My ten creative books #6: The Art of Fiction
Note: I’m counting down ten books that have influenced the way that I think about the creative process, in order of the publication dates of their first editions. It’s a very personal list that reflects my own tastes and idiosyncrasies, and I’m always looking for new recommendations. You can find the earlier installments here.
I bought The Art of Fiction by John Gardner nearly a quarter of a century ago, at a used bookstore in Half Moon Bay, California, shortly before starting my freshman year of high school. (On that same afternoon, I picked up a copy of Critical Path by R. Buckminster Fuller, and my family also somehow acquired our first cat, which suggests that my life would be significantly different if that one day were magically erased.) Since then, I’ve read it in pieces a dozen or more times—it’s one of the few books that I’ve brought wherever I’ve moved—and I still know much of it by heart. Writing guides tend to be either loftily aspirational or fixated on the nuts and bolts of craft, and Gardner’s brilliance is that he tackles both sides in a way that enriches the whole. He has plenty to say on sentence structure, vocabulary, rhythm, and point of view, and his illustrations of process are still the most vivid that I’ve ever seen:
The good writer treats each unit individually, developing them one by one. When he’s working on the description of Uncle Fyodor’s store, he does not think about the hold-up men who in a moment will enter it, though he keeps them in the back of his mind. He describes the store, patiently, making it come alive, infusing every smell with Uncle Fyodor’s emotion and personality (his fear of hold-up men, perhaps); he works on the store as if this were simply an exercise, writing as if he had all eternity to finish it, and when the description is perfect—and not too long or short in relation to its function in the story as a whole—he moves on to his story’s next unit.

▸ **What you will do**:
(1) In the post about The Art of Fiction, where did the writer buy the book?
(2) Carry on the post about The Art of Fiction from the point where it ends.

Referring expression pointing data
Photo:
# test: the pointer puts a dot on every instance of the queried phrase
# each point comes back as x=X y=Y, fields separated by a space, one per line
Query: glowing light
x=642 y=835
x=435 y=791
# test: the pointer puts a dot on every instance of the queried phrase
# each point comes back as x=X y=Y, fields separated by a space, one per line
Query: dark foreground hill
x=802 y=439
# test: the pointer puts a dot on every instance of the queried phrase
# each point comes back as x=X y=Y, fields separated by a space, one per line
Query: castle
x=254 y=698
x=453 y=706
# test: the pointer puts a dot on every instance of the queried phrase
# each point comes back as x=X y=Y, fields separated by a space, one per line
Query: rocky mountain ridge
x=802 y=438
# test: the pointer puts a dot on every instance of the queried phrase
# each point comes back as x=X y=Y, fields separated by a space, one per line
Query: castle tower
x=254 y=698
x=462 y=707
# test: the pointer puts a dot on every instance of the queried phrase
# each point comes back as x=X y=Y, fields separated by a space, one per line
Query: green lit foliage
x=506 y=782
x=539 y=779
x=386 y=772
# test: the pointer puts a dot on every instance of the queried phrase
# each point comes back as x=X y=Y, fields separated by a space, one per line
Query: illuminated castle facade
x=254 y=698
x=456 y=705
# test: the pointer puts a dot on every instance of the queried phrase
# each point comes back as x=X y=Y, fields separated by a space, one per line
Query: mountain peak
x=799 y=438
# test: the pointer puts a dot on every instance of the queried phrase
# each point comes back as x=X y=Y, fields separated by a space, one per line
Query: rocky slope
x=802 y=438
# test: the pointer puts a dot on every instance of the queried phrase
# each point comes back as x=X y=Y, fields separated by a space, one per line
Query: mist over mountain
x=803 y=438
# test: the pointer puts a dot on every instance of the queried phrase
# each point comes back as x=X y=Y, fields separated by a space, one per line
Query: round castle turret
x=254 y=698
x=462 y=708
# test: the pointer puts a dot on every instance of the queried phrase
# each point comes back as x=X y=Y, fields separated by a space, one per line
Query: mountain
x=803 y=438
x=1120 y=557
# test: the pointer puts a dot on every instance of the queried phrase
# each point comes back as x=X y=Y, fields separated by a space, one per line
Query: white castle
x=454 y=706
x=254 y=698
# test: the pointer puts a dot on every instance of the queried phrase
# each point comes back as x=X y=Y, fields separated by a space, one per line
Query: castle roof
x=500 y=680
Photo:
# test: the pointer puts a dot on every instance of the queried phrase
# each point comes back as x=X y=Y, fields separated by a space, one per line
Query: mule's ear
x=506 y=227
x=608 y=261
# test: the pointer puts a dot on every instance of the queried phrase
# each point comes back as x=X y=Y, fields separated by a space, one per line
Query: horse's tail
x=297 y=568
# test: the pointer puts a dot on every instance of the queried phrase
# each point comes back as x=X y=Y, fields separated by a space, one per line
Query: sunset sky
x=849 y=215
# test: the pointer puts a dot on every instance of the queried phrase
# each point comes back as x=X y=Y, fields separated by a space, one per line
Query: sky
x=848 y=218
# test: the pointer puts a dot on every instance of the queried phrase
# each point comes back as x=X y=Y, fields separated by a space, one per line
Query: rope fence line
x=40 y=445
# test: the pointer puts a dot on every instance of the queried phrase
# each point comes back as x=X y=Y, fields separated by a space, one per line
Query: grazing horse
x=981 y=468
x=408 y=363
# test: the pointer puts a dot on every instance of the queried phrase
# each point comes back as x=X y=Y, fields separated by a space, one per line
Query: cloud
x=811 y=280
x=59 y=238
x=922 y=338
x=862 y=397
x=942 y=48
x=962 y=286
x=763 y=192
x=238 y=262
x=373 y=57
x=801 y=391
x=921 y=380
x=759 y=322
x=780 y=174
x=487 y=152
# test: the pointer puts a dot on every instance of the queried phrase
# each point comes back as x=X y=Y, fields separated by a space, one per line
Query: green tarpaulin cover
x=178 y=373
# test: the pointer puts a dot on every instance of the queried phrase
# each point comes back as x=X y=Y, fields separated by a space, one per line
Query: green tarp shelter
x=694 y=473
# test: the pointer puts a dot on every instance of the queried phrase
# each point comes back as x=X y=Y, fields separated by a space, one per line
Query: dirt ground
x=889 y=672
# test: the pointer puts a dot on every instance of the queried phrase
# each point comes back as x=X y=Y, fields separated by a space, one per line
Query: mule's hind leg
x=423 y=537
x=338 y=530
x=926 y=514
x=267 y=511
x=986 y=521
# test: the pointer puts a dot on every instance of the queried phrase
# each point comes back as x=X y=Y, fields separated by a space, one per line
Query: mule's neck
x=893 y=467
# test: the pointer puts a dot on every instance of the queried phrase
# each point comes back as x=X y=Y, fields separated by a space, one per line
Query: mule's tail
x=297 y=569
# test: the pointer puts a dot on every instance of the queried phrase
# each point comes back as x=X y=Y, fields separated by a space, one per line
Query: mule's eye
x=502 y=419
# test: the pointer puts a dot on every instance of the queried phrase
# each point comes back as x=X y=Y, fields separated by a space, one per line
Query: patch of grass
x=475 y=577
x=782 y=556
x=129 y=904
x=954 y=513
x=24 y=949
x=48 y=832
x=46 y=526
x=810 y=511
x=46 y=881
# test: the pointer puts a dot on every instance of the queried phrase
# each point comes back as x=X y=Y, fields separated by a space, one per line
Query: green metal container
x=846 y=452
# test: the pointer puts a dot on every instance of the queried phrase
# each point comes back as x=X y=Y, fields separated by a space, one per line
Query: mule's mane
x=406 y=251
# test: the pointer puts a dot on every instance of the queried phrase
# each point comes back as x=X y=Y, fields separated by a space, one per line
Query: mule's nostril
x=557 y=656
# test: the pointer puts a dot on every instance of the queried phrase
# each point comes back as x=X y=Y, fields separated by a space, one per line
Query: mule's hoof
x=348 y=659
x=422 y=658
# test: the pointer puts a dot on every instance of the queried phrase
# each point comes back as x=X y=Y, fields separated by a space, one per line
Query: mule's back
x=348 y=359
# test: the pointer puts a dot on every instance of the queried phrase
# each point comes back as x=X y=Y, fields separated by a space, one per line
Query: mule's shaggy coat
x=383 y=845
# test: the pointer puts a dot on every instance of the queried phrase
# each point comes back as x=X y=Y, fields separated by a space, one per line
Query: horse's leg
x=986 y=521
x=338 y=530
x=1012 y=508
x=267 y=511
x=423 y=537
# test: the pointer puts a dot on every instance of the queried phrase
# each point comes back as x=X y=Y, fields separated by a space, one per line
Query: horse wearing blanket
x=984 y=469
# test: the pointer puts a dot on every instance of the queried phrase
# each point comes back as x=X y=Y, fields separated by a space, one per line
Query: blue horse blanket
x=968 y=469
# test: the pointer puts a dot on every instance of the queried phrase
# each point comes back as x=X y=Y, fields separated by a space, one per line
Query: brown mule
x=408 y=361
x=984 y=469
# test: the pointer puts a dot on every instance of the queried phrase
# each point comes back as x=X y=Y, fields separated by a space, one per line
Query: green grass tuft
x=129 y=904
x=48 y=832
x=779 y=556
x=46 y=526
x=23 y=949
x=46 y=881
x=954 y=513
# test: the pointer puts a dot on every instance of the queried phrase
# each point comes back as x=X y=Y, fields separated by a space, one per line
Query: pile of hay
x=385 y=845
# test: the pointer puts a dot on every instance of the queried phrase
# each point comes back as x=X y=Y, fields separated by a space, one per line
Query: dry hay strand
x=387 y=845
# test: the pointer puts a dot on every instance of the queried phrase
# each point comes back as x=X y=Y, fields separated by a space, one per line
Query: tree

▸ **Answer set**:
(1) At a used bookstore in Half Moon Bay, California.

(2)
Yet Gardner is equally concerned with warning young writers away from “faults of soul,” including frigidity, sentimentality, and mannerism, and in reminding them that their work must have interest and truth. Every element of writing, he notes, should by judged by its ability to sustain the fictional dream: the illusion, to the reader, that the events and characters described are really taking place. And everything I’ve written since then has been undertaken with his high standards in mind.
By now, I’ve internalized all of his advice, even if I don’t always follow it, and as a result, when I read his book again now, it’s less as a guide than as a novel in itself, with an archetypal writer—who shouldn’t be confused with Gardner—who emerges as a character in his own right. For instance:
He begins to brood over what he’s written, reading it over and over, patiently, endlessly, letting his mind wander, sometimes to Picasso or the Great Pyramid, sometimes to the possible philosophical implications of Menelaos’ limp (a detail he introduced by impulse, because it seemed right). Reading in this strange way lines he has known by heart for weeks, he discovers odd tics his unconscious has sent up to him, perhaps curious accidental repetitions of imagery…Just as dreams have meaning, whether or not we can penetrate the meaning, the writer assumes that the accidents in his writing may have significance.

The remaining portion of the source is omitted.